### Directions for this task
Copy the records word for word, starting at the line containing "Study the picture above. For each instance of the cloudy" and continuing through the last line of the records.
- - - - - - -
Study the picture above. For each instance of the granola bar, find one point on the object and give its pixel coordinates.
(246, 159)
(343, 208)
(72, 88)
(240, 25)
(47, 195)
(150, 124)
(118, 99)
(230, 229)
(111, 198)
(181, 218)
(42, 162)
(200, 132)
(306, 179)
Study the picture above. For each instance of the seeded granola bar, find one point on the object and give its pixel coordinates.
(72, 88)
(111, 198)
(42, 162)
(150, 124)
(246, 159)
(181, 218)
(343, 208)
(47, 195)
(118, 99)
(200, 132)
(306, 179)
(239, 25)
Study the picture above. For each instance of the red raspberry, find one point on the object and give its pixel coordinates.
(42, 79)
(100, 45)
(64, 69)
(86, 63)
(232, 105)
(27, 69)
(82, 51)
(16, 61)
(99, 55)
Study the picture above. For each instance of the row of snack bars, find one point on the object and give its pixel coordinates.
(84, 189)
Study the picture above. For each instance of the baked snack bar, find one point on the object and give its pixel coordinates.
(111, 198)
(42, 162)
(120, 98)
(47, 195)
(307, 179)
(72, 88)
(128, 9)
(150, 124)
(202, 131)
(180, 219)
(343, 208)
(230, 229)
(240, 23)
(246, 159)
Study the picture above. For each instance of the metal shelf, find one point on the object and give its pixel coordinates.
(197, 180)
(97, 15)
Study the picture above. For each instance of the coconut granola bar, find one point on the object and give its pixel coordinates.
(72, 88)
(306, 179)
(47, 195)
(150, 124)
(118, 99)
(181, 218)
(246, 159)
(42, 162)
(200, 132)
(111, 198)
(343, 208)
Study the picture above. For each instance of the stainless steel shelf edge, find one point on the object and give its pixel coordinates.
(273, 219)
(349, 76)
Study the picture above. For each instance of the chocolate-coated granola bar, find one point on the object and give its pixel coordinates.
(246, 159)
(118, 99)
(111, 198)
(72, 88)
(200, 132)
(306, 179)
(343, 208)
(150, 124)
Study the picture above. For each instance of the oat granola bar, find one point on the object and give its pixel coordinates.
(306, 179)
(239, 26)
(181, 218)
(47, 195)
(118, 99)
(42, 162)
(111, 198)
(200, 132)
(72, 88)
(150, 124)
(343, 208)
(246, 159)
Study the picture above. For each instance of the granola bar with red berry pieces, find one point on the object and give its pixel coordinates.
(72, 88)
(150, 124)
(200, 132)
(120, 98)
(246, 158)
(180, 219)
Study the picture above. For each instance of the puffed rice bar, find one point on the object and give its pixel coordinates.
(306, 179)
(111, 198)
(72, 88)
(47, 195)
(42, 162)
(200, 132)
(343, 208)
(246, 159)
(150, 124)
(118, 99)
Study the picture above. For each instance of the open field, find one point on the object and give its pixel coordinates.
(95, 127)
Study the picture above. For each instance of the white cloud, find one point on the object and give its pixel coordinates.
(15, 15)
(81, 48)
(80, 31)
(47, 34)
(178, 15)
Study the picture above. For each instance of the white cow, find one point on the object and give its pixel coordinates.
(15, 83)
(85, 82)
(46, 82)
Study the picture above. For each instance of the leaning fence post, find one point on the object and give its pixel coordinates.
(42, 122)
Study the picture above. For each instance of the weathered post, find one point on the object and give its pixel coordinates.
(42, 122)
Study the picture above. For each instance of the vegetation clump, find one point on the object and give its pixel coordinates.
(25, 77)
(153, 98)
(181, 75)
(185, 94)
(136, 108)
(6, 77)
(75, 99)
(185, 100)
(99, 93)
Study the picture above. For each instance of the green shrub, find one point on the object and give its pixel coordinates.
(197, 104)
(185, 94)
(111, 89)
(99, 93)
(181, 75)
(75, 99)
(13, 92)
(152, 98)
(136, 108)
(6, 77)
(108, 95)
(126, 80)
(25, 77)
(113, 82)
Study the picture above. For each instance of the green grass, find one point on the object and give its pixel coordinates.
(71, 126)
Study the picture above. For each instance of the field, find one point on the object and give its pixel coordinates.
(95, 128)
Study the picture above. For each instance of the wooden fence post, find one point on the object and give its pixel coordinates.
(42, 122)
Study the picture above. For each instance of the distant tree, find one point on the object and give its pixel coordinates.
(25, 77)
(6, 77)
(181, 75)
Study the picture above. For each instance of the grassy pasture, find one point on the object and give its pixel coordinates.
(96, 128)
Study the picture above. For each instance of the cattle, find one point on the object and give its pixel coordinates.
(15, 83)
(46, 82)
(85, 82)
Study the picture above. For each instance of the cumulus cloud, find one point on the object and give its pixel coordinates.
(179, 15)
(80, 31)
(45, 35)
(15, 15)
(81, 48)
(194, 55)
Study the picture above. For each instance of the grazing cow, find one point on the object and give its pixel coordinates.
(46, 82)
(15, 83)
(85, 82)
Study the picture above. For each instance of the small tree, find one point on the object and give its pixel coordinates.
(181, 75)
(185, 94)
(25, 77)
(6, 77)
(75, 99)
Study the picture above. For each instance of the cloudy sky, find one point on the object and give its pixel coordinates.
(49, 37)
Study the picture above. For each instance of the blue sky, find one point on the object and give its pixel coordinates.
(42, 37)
- - - - - - -
### Answer for the task
Study the picture above. For each instance of the cloudy sky, find one point on the object and give its pixel coordinates.
(49, 37)
Study the picture above. For each instance of the blue sky, find one point on the object and give its pixel coordinates.
(42, 37)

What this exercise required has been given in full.